start Listing

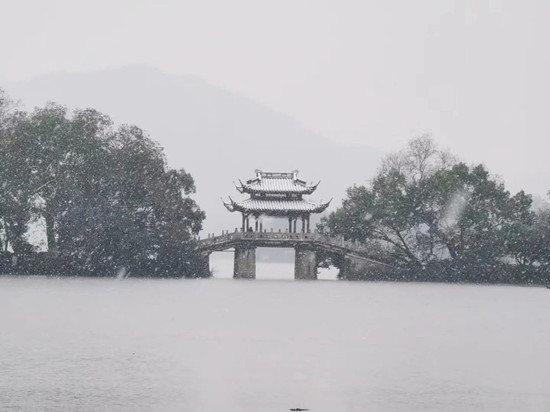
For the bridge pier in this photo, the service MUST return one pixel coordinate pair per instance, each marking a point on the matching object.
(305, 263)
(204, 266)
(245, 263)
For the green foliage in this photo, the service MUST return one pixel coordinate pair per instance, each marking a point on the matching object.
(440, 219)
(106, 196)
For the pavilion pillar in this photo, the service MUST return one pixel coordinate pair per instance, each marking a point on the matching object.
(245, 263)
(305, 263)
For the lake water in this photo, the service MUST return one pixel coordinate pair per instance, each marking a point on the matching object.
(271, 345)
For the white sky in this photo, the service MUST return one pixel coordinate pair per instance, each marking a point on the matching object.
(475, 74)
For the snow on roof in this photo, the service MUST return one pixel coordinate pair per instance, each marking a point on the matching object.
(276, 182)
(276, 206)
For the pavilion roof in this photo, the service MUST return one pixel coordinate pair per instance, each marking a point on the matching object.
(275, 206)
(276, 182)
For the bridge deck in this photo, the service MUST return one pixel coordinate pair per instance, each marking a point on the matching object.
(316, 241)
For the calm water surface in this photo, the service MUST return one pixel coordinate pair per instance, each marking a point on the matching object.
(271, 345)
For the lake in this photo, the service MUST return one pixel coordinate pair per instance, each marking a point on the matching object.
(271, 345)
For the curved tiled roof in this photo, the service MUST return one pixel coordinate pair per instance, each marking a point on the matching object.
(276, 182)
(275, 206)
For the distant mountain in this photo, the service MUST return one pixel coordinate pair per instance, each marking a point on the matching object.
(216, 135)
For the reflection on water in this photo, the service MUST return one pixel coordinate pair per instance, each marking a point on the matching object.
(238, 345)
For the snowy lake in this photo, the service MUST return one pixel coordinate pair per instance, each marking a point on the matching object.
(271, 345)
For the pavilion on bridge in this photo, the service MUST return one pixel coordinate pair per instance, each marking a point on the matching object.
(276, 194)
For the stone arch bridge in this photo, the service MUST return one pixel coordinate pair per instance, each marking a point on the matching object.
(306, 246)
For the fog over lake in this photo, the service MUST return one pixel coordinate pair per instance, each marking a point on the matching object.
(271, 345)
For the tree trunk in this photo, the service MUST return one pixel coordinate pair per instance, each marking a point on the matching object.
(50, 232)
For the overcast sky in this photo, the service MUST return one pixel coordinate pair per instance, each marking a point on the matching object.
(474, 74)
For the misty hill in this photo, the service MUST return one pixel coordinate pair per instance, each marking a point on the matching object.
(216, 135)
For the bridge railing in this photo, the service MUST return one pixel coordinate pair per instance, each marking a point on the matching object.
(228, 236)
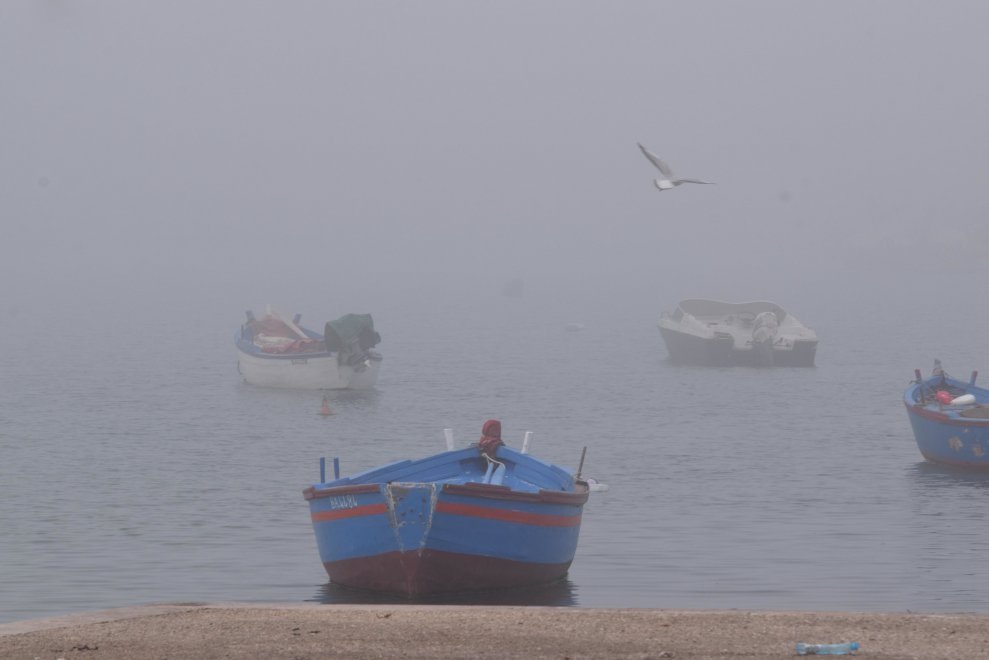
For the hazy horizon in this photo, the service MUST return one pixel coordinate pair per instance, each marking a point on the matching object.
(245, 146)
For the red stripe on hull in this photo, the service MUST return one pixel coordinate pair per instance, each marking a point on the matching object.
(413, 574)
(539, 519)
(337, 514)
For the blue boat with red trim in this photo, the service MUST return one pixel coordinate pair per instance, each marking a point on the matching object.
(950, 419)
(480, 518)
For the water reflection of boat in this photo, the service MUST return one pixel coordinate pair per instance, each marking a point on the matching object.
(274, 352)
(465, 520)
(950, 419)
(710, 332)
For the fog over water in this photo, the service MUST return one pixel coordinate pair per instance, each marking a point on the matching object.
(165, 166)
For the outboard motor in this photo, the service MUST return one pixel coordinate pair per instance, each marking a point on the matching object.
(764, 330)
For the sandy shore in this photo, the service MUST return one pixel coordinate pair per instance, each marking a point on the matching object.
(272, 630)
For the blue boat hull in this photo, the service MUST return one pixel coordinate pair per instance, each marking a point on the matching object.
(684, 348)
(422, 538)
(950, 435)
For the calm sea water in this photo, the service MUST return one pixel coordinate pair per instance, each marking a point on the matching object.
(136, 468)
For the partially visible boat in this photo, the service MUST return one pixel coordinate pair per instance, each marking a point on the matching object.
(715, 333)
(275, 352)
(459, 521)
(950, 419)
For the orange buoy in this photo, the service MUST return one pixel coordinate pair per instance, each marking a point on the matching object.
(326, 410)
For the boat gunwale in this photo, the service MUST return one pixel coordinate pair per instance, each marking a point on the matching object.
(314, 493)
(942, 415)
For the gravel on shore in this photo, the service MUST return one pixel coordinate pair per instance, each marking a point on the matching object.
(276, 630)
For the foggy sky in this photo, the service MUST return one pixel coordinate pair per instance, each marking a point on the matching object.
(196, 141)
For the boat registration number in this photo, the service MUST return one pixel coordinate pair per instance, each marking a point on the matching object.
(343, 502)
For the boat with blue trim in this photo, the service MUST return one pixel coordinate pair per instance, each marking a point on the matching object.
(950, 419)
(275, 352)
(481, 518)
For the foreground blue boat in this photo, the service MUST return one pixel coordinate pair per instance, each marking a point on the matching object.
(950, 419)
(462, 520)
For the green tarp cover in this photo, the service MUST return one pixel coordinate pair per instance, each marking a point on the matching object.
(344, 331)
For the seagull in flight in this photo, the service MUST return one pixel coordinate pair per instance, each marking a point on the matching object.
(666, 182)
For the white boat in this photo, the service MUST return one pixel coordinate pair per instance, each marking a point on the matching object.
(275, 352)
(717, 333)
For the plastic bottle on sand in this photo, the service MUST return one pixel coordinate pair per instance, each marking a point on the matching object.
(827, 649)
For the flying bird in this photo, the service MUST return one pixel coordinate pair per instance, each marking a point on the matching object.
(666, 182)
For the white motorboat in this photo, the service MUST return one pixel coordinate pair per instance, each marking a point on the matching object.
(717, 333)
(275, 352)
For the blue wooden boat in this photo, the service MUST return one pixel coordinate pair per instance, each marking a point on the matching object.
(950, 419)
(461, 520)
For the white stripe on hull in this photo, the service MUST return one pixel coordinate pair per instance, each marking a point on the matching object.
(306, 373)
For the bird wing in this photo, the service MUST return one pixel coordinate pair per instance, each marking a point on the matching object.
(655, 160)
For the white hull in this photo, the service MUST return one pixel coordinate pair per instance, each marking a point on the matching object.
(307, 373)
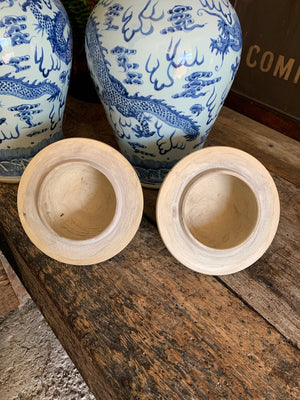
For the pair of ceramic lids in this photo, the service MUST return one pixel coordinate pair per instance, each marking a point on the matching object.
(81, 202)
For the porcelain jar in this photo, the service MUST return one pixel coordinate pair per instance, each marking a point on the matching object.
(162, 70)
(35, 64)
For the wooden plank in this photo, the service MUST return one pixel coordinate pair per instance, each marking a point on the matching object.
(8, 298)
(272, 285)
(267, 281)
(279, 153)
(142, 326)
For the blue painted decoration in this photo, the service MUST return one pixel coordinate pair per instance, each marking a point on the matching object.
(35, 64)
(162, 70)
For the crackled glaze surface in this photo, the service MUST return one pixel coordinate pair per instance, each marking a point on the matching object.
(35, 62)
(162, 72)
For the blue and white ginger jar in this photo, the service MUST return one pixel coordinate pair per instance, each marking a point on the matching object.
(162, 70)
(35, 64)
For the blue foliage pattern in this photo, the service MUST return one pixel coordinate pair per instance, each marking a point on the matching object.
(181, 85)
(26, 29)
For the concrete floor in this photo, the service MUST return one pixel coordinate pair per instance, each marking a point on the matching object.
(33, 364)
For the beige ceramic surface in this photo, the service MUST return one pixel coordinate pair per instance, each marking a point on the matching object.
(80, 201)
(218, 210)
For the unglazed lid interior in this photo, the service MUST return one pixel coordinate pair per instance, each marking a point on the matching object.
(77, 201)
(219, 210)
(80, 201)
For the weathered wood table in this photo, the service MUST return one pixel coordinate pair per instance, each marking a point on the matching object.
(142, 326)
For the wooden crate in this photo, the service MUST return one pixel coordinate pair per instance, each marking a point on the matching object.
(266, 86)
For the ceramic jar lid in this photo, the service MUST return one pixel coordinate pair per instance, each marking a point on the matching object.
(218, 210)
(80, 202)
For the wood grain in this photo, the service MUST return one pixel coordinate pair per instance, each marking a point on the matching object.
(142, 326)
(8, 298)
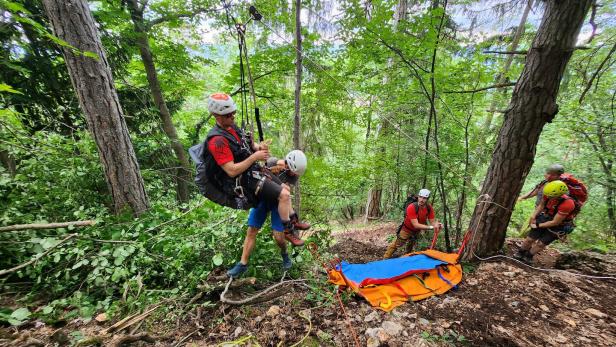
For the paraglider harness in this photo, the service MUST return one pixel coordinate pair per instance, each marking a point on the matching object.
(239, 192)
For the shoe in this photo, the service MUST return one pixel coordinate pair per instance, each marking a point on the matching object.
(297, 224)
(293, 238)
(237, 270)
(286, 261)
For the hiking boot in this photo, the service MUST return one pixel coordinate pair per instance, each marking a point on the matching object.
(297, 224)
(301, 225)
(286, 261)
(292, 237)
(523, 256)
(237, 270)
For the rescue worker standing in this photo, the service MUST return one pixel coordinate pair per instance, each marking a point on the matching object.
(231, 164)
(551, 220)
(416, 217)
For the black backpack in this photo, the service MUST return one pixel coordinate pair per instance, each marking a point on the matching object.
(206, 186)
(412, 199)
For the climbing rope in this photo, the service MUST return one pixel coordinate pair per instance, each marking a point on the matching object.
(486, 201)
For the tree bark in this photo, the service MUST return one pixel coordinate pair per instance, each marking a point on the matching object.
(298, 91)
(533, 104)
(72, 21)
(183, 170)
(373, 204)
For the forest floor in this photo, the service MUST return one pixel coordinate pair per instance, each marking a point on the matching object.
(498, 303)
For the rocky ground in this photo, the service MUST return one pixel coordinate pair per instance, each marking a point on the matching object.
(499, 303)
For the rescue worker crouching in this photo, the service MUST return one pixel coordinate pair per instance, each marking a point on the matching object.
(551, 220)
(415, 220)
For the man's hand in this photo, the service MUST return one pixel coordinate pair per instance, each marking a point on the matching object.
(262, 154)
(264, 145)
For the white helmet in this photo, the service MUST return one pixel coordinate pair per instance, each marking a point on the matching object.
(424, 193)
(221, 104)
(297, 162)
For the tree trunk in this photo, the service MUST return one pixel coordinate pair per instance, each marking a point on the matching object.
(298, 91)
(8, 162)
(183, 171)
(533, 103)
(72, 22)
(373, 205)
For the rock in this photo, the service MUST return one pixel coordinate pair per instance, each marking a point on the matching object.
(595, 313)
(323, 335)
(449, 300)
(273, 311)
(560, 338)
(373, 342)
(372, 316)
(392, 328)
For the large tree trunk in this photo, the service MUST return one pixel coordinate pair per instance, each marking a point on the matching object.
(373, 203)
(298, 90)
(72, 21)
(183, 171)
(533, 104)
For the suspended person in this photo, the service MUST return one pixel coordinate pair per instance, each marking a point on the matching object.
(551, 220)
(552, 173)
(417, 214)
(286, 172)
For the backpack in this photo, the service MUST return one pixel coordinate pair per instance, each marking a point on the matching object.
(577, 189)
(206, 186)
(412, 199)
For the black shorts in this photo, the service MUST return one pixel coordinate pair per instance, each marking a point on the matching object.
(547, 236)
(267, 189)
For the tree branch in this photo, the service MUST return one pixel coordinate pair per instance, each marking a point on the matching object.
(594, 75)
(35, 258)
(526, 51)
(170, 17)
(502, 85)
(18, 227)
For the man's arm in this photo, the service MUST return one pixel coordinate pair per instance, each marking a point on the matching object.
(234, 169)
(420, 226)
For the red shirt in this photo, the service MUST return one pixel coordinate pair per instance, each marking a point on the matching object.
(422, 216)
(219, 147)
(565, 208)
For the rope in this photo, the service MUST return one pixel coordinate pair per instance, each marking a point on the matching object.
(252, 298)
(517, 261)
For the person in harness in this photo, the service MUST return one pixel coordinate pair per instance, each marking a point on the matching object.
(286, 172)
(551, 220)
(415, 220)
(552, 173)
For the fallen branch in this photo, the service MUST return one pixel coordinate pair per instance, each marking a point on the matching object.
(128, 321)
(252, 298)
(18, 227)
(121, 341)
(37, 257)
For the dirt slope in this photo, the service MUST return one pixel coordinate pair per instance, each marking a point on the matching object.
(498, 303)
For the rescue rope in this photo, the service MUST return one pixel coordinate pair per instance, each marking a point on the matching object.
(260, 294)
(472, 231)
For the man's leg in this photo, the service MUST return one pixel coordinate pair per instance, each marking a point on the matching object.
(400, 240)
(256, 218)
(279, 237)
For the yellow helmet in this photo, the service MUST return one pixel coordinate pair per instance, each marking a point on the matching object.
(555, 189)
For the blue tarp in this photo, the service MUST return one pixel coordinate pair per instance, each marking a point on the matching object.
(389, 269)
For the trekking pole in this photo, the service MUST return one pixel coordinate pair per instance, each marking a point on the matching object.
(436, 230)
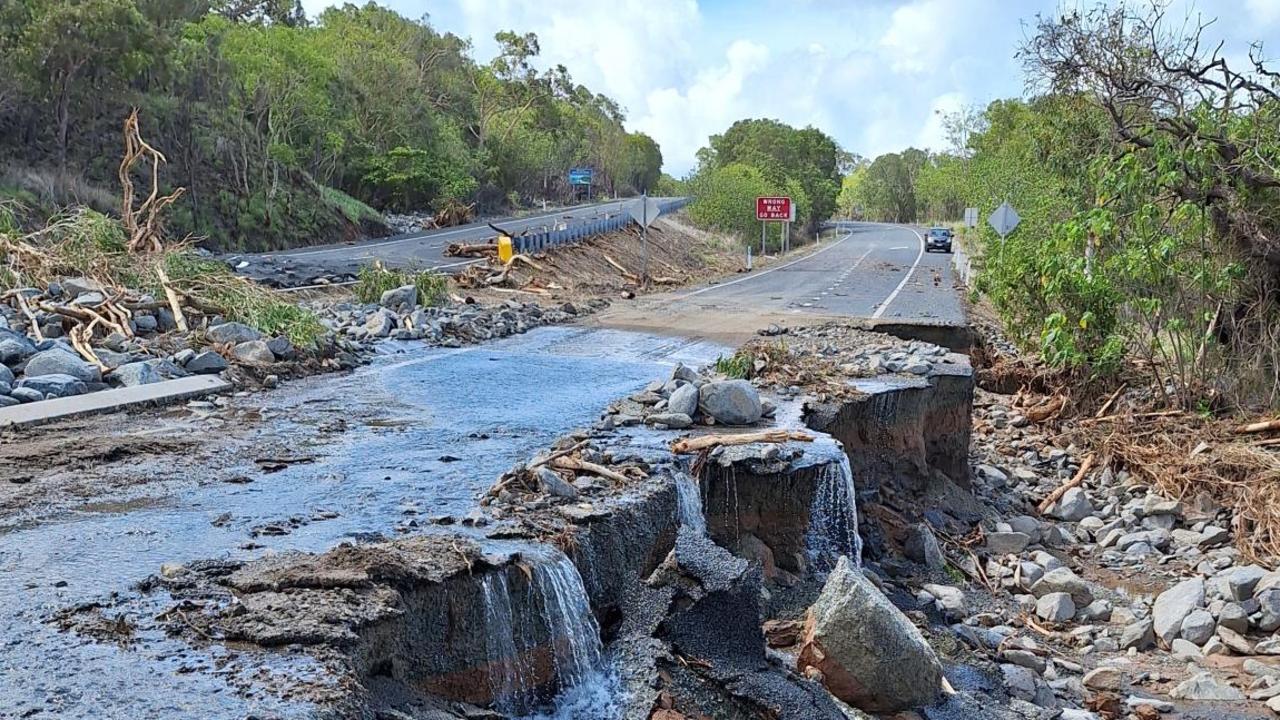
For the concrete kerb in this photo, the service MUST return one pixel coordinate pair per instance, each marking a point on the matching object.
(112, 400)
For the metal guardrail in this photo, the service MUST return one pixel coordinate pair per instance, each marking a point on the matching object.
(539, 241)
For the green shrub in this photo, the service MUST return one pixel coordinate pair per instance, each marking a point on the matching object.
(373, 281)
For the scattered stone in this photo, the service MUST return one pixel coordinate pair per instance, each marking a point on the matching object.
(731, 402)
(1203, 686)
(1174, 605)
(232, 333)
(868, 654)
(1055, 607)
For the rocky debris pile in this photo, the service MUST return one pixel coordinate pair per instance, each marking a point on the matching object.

end Listing

» **Set task**: Extract precisely the lines beginning at the line containing "For the person" and ending at the last line of the entries above, exactly as written and with no pictures.

» **Answer to the task**:
For the person in harness in this photo, the service MUST return one pixel coordinate pair per instance, each marking a point on the matching object.
(286, 172)
(551, 220)
(415, 220)
(552, 173)
For the fallen branch in this photo, the service MUST return one pixel coordinate pair per instance, each marking a point on the matching object.
(128, 321)
(252, 298)
(18, 227)
(121, 341)
(37, 257)
For the dirt slope in this photo, the service MUST return one pixel coordinate pair per instance, each marking a point on the matching object.
(498, 303)
For the rescue rope in this photo, the service MUST return one pixel coordinate pair per instance, each marking a point on the matching object.
(260, 294)
(472, 231)
For the man's leg in this photo, the service MUST return one pixel coordinate pair per instance, each marking a point on the matching object.
(400, 240)
(256, 218)
(279, 237)
For the yellow helmet in this photo, the service MUST return one pixel coordinate pair per instance, each marking a point on the matching object.
(555, 189)
For the blue tarp in this photo, the service MUST return one pixel coordinate pair per instance, each marking a point on the matching object.
(389, 269)
For the trekking pole in this photo, the service MUST return one pixel coordinate pair per instance, each marking a point on the matching object.
(436, 230)
For the concrete kerb in this photo, the service MUST return one pixel coordinate pair per instance, each marking a point on the matching object.
(112, 400)
For the metal guardrail in this photo, the service MUST return one pixel coordinate pair per instance, each marking a point on the matching object.
(539, 241)
For the green shrub in this photo, the service MUST return one pixel coordinate pair per instance, each marking a point on the matching object.
(373, 281)
For the scattered stone in this photo, the service MUST return one pixel coordinate pair per instance, each marking a point on the matching object.
(731, 402)
(1203, 686)
(1174, 605)
(232, 333)
(868, 654)
(1055, 607)
For the rocky debris pile in this photo, the service MUST return one pixel coordinate pair per instance, each marking a point on the matching object.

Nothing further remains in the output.